**Short task**
In the listing below, locate the line containing "One keypoint belongs on each instance. Indicate the shoe"; reproduce that line and all lines that follow it, unchanged.

**Record set**
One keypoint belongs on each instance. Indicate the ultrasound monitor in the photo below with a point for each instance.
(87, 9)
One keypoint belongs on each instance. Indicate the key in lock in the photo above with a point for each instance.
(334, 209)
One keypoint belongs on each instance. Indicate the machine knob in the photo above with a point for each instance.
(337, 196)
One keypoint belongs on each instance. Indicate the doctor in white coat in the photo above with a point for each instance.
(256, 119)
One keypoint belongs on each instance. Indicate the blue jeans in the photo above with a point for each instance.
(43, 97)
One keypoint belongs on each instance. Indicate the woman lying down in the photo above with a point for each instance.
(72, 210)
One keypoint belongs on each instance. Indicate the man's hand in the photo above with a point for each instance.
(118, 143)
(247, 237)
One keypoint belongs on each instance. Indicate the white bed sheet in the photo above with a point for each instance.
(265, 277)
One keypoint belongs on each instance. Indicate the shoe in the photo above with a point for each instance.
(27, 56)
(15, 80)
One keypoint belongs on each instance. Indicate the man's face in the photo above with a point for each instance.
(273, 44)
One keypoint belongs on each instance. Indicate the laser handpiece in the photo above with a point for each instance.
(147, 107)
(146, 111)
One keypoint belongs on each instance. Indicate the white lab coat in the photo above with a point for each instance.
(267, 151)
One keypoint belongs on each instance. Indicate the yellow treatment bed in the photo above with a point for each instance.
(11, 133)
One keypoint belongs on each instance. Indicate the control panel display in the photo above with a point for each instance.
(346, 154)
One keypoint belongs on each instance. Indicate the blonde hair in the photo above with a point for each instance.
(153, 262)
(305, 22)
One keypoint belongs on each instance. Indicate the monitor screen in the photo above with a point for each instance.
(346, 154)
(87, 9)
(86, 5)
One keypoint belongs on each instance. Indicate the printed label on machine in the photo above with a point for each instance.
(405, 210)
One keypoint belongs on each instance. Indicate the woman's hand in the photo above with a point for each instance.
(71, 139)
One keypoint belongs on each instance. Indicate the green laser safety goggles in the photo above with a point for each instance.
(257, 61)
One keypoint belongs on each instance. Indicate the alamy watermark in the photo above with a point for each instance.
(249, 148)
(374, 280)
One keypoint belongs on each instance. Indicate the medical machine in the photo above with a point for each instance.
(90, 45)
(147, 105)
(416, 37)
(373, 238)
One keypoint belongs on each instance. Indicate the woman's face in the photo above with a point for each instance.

**Solution to this task**
One keypoint belongs on each instance. Indicate the shoe in the photo above with a point for each instance.
(27, 56)
(15, 80)
One keypoint belongs on each instance. Indicate the man's face in the photo above with a point for each instance.
(273, 44)
One keypoint belongs on each instance. Indicate the laser handpiece in the photo above with a point for each instance.
(147, 107)
(146, 111)
One keypoint belongs on each instance. Indicate the white lab coat in the photo above with a point for each instance.
(267, 151)
One keypoint belongs on each instance. Indicate the yellow treatment bed in the photo above with a point for each instance.
(11, 133)
One keypoint belongs on each instance. Indicate the control panel display in the photo above with a point for each instance.
(346, 154)
One keypoint belongs on each instance. Indicate the blonde hair in the photo above with a point for each instance.
(153, 262)
(305, 22)
One keypoint belongs on each instance. Indicate the monitor screen in the photo above with a point for each instance.
(346, 154)
(87, 9)
(86, 5)
One keypoint belongs on each instance. Indicate the printed label on machine in the photo above with a point for each instance.
(405, 210)
One keypoint belongs on each instance. Indicate the woman's hand in the photo above with a point for each instance.
(71, 139)
One keypoint belongs on each instance. Indicate the green laser safety goggles in the photo above with a point for each instance.
(257, 61)
One keypoint belongs on each instance. Indicate the alamy watermark in the photo above with a point for each instance.
(249, 148)
(374, 280)
One keypoint belongs on each instance. Indicate the medical machine in the photo above with a point for each instance.
(90, 45)
(147, 105)
(416, 37)
(373, 238)
One keypoint belongs on each instance. Indicate the woman's face in the photo above with a point for each instance.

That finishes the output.